Segment Start: EXERCISE INPUT

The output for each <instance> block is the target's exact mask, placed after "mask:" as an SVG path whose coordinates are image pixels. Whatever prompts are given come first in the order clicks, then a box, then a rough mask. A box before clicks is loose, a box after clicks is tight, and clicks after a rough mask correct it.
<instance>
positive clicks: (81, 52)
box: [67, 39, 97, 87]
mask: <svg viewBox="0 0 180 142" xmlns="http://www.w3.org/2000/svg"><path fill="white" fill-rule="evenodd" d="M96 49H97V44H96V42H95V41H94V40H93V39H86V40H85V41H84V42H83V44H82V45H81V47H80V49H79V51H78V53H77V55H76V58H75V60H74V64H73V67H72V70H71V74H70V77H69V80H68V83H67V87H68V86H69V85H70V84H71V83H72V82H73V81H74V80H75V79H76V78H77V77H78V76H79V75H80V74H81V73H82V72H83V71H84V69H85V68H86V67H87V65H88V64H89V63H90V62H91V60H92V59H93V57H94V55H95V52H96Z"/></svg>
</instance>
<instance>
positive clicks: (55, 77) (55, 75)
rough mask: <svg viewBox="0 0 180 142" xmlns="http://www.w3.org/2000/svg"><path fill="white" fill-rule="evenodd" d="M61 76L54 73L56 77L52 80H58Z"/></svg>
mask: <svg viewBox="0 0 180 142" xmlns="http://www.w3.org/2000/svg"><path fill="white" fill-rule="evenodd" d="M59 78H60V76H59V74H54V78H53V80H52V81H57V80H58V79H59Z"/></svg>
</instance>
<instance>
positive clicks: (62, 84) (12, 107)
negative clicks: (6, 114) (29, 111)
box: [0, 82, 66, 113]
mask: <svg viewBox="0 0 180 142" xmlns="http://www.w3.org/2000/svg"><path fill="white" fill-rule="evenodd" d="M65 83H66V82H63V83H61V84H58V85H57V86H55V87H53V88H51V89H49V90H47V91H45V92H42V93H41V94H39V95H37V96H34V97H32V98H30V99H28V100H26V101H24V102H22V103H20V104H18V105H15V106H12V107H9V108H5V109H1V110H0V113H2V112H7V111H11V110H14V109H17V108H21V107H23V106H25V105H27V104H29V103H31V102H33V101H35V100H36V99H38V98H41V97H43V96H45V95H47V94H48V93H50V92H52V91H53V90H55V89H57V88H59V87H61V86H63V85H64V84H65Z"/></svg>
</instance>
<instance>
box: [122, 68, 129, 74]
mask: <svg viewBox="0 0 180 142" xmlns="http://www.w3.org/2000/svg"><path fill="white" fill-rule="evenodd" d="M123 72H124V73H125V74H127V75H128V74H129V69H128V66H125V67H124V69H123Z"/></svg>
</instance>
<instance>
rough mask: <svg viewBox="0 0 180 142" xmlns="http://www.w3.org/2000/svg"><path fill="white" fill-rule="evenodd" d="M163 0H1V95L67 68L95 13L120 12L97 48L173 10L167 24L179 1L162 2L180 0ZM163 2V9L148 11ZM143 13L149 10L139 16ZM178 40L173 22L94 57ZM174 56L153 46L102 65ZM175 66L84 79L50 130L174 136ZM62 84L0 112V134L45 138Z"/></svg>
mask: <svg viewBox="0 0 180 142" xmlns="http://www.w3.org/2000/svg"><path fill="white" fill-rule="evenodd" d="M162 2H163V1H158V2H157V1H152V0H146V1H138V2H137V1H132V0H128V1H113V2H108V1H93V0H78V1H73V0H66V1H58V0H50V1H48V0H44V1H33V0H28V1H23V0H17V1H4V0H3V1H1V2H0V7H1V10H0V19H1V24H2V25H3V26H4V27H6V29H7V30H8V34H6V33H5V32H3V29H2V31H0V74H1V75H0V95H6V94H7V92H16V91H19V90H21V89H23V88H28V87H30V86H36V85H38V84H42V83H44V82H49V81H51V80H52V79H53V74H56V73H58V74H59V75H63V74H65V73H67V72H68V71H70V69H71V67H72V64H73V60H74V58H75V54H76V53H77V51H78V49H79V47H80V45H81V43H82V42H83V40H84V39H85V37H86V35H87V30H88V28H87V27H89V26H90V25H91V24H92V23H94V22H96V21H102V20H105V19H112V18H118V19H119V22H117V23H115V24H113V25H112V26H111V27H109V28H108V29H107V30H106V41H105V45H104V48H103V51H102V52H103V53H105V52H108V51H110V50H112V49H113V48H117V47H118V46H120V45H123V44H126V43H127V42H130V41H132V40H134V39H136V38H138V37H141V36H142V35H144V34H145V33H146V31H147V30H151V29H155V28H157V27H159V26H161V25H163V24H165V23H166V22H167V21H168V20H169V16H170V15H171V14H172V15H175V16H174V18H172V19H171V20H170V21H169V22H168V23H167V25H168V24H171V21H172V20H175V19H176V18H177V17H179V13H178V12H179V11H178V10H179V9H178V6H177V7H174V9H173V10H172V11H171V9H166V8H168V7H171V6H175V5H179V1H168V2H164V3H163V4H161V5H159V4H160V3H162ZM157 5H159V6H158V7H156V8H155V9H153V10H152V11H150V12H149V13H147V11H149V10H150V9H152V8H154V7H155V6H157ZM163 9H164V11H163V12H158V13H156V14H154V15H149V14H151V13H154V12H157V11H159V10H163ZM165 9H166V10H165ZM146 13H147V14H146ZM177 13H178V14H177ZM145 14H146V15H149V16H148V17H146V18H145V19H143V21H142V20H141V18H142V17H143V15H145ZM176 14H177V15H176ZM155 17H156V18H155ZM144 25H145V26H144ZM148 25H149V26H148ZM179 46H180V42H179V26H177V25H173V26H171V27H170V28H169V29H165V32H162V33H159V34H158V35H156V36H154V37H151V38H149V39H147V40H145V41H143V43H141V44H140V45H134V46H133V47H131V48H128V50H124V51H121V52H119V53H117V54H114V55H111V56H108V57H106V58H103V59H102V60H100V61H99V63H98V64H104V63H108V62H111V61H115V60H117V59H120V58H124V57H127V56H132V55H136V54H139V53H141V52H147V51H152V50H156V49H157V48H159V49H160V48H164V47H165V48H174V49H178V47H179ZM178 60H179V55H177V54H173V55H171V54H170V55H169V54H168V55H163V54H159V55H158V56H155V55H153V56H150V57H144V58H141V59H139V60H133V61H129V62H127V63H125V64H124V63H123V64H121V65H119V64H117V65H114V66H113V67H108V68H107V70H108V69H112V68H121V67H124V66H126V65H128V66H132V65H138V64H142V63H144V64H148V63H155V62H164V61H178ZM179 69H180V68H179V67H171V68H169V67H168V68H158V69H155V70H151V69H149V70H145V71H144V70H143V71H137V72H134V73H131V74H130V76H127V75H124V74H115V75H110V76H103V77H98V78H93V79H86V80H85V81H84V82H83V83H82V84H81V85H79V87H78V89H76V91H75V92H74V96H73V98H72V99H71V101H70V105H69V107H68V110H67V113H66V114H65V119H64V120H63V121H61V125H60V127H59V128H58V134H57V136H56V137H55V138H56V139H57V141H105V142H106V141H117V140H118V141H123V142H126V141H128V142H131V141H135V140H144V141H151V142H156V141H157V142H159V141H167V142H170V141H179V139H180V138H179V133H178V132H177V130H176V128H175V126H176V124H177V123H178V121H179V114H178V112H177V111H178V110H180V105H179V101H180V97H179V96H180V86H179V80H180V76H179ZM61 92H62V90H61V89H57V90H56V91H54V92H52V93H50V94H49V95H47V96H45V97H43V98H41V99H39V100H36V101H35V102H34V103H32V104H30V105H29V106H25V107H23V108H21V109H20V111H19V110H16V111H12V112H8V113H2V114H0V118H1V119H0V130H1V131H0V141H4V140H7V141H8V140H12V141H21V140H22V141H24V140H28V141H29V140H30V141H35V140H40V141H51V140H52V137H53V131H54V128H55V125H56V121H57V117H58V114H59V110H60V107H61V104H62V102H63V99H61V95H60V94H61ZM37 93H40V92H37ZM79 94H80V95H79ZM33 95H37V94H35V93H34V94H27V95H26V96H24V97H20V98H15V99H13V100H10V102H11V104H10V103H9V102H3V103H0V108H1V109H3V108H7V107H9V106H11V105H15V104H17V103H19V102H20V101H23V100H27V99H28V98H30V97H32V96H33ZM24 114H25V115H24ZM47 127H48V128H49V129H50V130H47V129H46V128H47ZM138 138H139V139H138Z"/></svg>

Segment End: EXERCISE INPUT

WORK INSTRUCTIONS:
Copy the rows above word for word, beginning with the first line and ending after the line that contains "box: [67, 39, 97, 87]". Include both of those lines.

EXPECTED ANSWER:
The output for each <instance> block is the target's exact mask, placed after "mask:" as an SVG path whose coordinates are image pixels. Whatever prompts are given come first in the order clicks, then a box, then a rough mask. A box before clicks is loose, a box after clicks is tight, and clicks after a rough mask correct it.
<instance>
positive clicks: (81, 52)
box: [67, 39, 97, 87]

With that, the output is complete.